## PROVIDED PASSAGE:
%%

"You're not with the ELN; you're being held by the Extraditables," he said. "But don't worry, because you're going to see something you won't forget."

  The disappearance of Diana Turbay's team was still a mystery nineteen days later, when Marina Montoya was abducted. She had been dragged away by three well-dressed men carrying 9mm pistols and Mini-Uzis equipped with silencers, just as she was closing her restaurant, Donde las Tias, in the northern section of Bogota. Her sister Lucrecia, who worked with her, was lucky enough to have her foot in a cast because of a sprained ankle, which kept her from going to the restaurant. Marina had already locked the doors but opened them again because she recognized two of the three men who were knocking. They had come in for lunch several times during the past week and impressed the staff with their amiability and Medellinese humor and the 30 percent tips they left the waiters. That night, however, they were different. As soon as Marina opened the door, they immobilized her with an armlock and forced her out of the restaurant. She managed to clutch at a lamppost and began to scream. One of them kneed her in the spine with so much force she could not catch her breath. She was unconscious when they put her into the trunk of a blue Mercedes 190, which had been prepared to allow her to breathe.

  Luis Guillermo Perez Montoya, one of Marina's seven children, was a forty-eight-year-old executive with the Kodak Company in Colombia. His interpretation of events was the same as everyone else's: His mother had been abducted in retaliation for the government's failure to comply with the agreements reached by her brother German Montoya and the Extraditables. Distrustful by nature of everything having to do with officialdom, he set himself the task of freeing his mother through direct negotiation with Pablo Escobar.

  Without orientation, without prior contact with anyone, without even knowing what he would do when he got there, he left two days later for Medellin. At the airport he took a cab but had no address to give the driver and told him simply to take him into the city. Reality came out to meet him when he saw the body of a girl about fifteen years old lying by the side of the road, wearing an expensive party dress and very heavy makeup. There was a bullet hole and a trickle of dried blood on her forehead. Luis Guillermo, who could not believe his eyes, pointed at the corpse.

%%

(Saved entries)
%%

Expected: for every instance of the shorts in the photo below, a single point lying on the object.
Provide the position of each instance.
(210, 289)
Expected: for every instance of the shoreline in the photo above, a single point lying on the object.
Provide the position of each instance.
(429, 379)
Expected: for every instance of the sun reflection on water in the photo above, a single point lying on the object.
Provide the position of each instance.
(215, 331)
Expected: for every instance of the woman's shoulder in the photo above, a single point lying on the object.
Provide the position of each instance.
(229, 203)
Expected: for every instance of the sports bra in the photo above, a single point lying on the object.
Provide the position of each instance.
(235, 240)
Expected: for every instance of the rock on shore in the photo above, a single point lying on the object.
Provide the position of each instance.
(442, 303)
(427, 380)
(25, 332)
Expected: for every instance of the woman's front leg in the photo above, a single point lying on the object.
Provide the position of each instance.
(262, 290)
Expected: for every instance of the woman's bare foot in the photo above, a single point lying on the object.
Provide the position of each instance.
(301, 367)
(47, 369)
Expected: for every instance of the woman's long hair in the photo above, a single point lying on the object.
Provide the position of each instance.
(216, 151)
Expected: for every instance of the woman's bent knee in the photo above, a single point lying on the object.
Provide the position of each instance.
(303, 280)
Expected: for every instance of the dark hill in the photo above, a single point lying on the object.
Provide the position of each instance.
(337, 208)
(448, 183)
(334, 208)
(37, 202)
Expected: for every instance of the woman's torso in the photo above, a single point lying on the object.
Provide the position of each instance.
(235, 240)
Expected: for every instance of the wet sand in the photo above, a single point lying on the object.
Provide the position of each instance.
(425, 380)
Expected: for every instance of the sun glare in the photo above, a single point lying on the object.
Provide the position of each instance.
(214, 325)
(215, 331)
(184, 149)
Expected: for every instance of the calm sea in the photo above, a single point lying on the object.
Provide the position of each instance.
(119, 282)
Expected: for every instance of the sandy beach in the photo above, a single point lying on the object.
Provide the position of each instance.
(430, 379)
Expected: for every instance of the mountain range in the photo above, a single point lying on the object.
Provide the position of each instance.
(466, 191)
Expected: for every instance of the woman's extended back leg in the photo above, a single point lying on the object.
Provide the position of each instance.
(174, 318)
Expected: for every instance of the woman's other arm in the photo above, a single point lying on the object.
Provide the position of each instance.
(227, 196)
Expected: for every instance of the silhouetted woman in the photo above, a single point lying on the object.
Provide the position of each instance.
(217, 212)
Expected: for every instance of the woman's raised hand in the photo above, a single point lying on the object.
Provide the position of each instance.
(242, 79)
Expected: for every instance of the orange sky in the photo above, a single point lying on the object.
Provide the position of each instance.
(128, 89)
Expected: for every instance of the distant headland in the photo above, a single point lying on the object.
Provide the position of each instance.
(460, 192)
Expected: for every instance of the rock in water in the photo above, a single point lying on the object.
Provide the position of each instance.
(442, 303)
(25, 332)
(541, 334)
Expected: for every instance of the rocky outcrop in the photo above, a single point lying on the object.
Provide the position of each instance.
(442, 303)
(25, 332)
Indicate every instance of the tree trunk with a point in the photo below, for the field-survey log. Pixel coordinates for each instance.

%%

## YOUR TASKS:
(a) Rewrite the paragraph of the kidnapping passage beginning "Luis Guillermo Perez Montoya, one of Marina's seven children" more briefly, keeping its main facts.
(b) Give a continuation of the kidnapping passage, starting after its final sentence.

## RESPONSES:
(a) Luis Guillermo Perez Montoya, one of Marina's seven children, was a forty-eight-year-old Kodak executive in Colombia. Like everyone else, he believed his mother had been abducted in retaliation for the government's failure to honor agreements between her brother German Montoya and the Extraditables. Distrustful of anything official, he resolved to free her by negotiating directly with Pablo Escobar.

(b)
  "There's a dead girl over there."

  "Yes," said the driver without looking. "One of the dolls who party with don Pablo's friends."

  This broke the ice. Luis Guillermo told the driver the reason for his visit, and he in turn told him how to meet with a girl who was supposed to be the daughter of one of Pablo Escobar's first cousins.

  "Tonight at eight o'clock go to the church behind the market. A girl named Rosalia will be there."

  And in fact she was there, waiting for him, sitting on a bench in the square. She was almost a child, but her demeanor and the assurance of her words were those of a mature woman who had been instructed with care. To begin negotiations, she said, he would need half a million pesos in cash. She told him the hotel where he should register the following Thursday and wait for a call at either seven in the morning or seven in the evening on Friday.

  "The woman who'll call you is named Pita."

  He waited in vain for two days and part of a third. At last he realized it was all a joke and was thankful Pita had not called to ask for the money. He behaved with so much discretion that not even his wife knew about these trips or their deplorable results until four years later, when he spoke about them for the first time for this report.

  Four hours after the kidnapping of Marina Montoya, on a side street in the Las Ferias district to the west of Bogota, a Jeep and a Renault 18 hemmed in the car of Francisco Santos, nicknamed Pacho, the editor in chief at El Tiempo. His vehicle looked like an ordinary red Jeep, but it had been bulletproofed at the factory, and the four assailants who surrounded it were not only carrying 9mm pistols and Mini-Uzi submachine guns equipped with silencers, but one also held a special mallet for breaking glass. None of that was necessary. Pacho, an incorrigible talker, opened the door to speak to the men. "I preferred to die rather than not know what was going on," he has said. One of his abductors immobilized him with a pistol to the forehead and forced him to get out of the car with his head lowered. Another opened the front door and fired three shots: One hit the windshield, and two shattered the skull of Oromansio Ibanez, the thirty-eight-year-old driver. Pacho was not aware of what had happened. Days later, as he was thinking about the attack, he recalled hearing the whine of three bullets muffled by the silencer.

  The operation was so rapid that it attracted no attention in the middle of the busy Tuesday traffic. A police officer discovered the blood-soaked body in the front seat of the abandoned vehicle; he picked up the two-way radio and immediately heard on the other end a voice half-lost among distant galaxies.

  "Hello."

  "Who is this?" asked the officer.

  "El Tiempo."

  The news was on the air in ten minutes. In reality, preparations for his abduction had been going on for close to four months but almost failed because Pacho Santos's movements were so unpredictable and irregular. Fifteen years earlier the same reasons had stopped the M-19 from kidnapping his father, Hernando Santos.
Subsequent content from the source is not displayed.